--- Start of Data provided ---
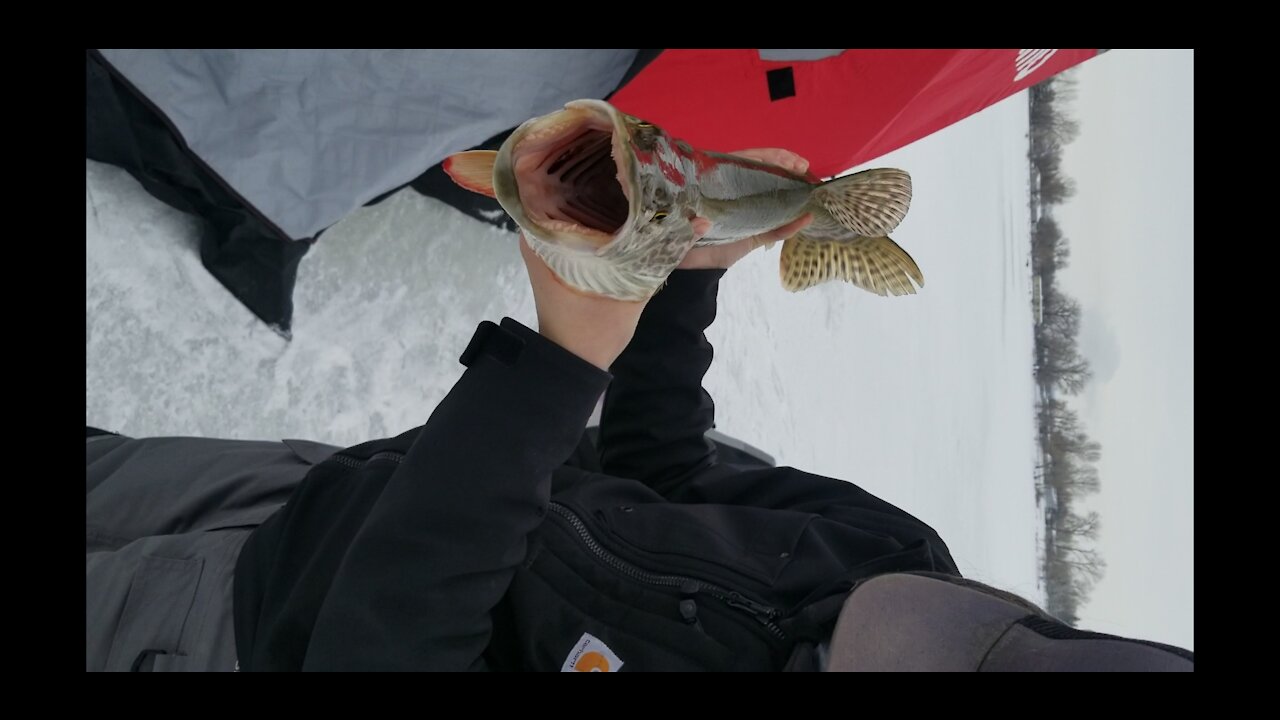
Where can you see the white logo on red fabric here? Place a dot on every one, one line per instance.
(1031, 60)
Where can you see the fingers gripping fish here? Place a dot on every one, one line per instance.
(612, 204)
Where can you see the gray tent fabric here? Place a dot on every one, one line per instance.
(307, 136)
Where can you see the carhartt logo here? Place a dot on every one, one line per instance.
(590, 655)
(1031, 60)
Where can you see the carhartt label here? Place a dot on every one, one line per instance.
(1031, 60)
(590, 655)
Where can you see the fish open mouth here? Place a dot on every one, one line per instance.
(568, 177)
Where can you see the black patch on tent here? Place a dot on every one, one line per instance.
(254, 259)
(782, 83)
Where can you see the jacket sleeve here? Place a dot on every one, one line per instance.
(656, 411)
(443, 540)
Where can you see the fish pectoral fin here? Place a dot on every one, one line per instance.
(871, 203)
(876, 264)
(472, 169)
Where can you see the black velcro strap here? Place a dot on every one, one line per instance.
(492, 340)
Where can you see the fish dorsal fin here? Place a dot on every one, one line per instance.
(876, 264)
(871, 203)
(472, 169)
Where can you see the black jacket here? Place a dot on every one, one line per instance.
(471, 543)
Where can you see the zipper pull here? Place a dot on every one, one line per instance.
(760, 611)
(689, 614)
(689, 606)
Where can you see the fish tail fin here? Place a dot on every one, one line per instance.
(871, 203)
(876, 264)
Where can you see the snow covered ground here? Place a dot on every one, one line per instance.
(926, 401)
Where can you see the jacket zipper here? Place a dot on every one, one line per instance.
(763, 614)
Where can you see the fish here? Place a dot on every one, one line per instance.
(612, 204)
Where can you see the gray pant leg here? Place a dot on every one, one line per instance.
(165, 519)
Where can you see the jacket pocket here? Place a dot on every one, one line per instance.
(155, 611)
(553, 619)
(752, 542)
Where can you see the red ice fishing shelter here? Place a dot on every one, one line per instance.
(837, 108)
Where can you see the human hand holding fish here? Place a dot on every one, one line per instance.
(613, 205)
(593, 327)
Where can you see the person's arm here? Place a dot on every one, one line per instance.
(442, 541)
(656, 413)
(444, 537)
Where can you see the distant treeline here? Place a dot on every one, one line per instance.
(1068, 469)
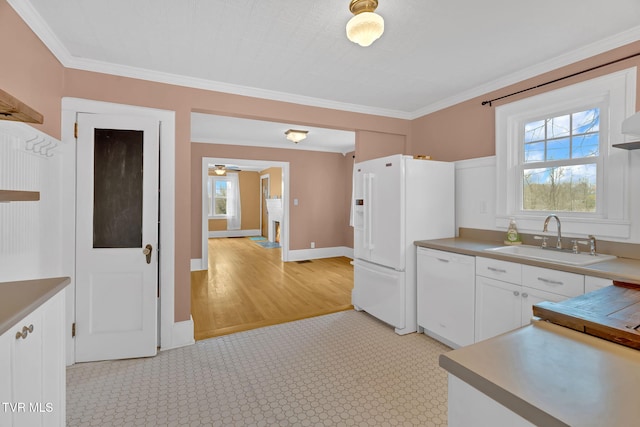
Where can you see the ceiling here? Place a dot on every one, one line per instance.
(433, 54)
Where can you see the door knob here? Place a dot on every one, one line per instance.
(147, 252)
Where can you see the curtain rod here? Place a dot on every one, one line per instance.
(559, 79)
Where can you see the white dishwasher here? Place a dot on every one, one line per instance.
(446, 296)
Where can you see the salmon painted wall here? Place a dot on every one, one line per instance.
(372, 145)
(467, 130)
(319, 181)
(30, 72)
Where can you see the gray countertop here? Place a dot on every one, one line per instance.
(621, 269)
(18, 299)
(548, 374)
(553, 376)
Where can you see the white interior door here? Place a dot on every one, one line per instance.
(117, 221)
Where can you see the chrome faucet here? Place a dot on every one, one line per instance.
(546, 223)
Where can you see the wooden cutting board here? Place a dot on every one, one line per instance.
(611, 313)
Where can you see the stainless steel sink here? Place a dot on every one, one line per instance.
(551, 255)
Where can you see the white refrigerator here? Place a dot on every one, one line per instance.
(397, 200)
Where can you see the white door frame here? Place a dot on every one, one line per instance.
(262, 208)
(171, 334)
(284, 227)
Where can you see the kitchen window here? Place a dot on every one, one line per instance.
(554, 155)
(561, 163)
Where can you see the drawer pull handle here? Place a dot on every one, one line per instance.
(550, 282)
(25, 331)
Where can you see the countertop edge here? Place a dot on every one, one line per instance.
(509, 400)
(605, 269)
(45, 289)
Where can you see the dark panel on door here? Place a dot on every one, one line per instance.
(117, 188)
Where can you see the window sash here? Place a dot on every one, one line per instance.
(214, 197)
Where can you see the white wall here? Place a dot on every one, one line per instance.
(29, 231)
(476, 195)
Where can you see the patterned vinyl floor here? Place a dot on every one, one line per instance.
(341, 369)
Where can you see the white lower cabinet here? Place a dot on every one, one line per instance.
(445, 296)
(594, 283)
(498, 307)
(463, 299)
(502, 306)
(32, 392)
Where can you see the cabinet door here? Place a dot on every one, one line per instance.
(446, 295)
(38, 371)
(554, 281)
(5, 374)
(531, 296)
(594, 283)
(27, 371)
(498, 307)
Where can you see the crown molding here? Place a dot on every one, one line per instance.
(33, 19)
(277, 145)
(610, 43)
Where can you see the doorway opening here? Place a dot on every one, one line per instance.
(256, 166)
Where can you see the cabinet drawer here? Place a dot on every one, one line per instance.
(500, 270)
(554, 281)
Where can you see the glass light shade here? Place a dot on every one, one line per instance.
(296, 135)
(365, 28)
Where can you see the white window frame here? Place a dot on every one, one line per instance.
(615, 95)
(212, 180)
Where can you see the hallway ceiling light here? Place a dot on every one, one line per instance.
(366, 26)
(296, 135)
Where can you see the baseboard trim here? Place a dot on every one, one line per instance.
(317, 253)
(234, 233)
(181, 335)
--- End of Data provided ---
* [Given problem] Multiply every coordinate in the answers by 1.15, rounding to whole numbers with halves going up. Rewrite the data from the line with "Where can you see the white wall" up to and including the last line of the data, keeping the requests unchanged.

* [Response to the task]
Where can you see the white wall here? Place a dot on every one, one line per instance.
(33, 266)
(547, 224)
Where can you see the patterned vinyl floor here? Place a dot on every one, one line per instance.
(392, 424)
Where can you see the white lower cabinet here? Place a dot on every one, one line per instance.
(512, 340)
(683, 325)
(573, 353)
(532, 344)
(577, 352)
(37, 451)
Where can you see the cabinet door here? Place a dot on every one, one line per instance.
(513, 339)
(44, 427)
(637, 323)
(6, 430)
(611, 340)
(683, 325)
(31, 427)
(573, 353)
Where can you see the crown molding here? Place a dot on every one, one line per instance.
(38, 22)
(319, 167)
(702, 49)
Where can you see the doorway opening here? Place a dot on every one, one line per instance.
(294, 191)
Where can you see the cabinet drawer here? Place a dot on every one, one line per instance.
(575, 311)
(637, 323)
Where can you see the glass light shade here? Place a dot on every one, one line per instance.
(340, 155)
(420, 32)
Where can you see the white window frame here? Place a dot on every one, one line per instance.
(707, 109)
(244, 207)
Where can you see the hallway ceiling light here? Place a dot on every one, one line per instance.
(421, 30)
(340, 155)
Where can you see the baseboard trim here? Place a dot on every one, one line per instance.
(365, 291)
(269, 268)
(208, 385)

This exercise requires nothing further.